## The problem
Please reproduce exactly the line that contains "Target: cornice molding" and every line after it through the end of the records below, adding nothing else.
Material for this exercise below:
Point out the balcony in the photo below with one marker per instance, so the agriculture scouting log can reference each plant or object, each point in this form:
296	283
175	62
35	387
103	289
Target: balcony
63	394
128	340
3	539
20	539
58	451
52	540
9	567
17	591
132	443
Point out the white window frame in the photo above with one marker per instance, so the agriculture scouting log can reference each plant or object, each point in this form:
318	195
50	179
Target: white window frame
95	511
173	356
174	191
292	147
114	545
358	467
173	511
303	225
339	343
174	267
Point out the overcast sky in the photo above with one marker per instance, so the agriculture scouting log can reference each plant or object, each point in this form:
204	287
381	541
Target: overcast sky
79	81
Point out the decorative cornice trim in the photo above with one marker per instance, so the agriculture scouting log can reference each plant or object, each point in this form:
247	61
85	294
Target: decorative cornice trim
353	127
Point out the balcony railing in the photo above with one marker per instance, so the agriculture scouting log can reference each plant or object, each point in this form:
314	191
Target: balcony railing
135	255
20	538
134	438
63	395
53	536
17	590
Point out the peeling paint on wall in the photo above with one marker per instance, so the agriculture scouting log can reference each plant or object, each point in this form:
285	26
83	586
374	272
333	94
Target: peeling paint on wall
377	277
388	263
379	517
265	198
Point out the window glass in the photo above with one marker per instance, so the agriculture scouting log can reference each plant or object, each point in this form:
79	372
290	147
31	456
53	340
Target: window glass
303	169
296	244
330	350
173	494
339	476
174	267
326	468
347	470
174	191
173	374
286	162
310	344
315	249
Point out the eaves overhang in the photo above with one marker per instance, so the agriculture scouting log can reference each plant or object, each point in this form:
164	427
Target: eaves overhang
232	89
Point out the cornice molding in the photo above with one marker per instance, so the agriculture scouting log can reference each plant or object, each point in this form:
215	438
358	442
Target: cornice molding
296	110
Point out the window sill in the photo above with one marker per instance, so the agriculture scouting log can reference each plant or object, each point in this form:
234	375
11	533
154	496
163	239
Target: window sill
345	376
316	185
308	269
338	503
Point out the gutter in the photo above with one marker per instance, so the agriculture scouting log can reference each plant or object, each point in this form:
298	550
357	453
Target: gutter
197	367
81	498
End of Material for this exercise.
## The answer
Target: cornice molding
296	110
Point out the window sill in the photo above with one marker per instance, so the agriculture scouting log can reference each plant or object, each point in this form:
234	375
11	533
154	496
163	239
Target: window sill
345	376
316	185
308	269
338	503
Point out the gutter in the photo above with one marker per instance, so the agriculture scouting log can reference each plant or object, each point in this form:
298	550
357	453
Target: gutter
197	367
81	498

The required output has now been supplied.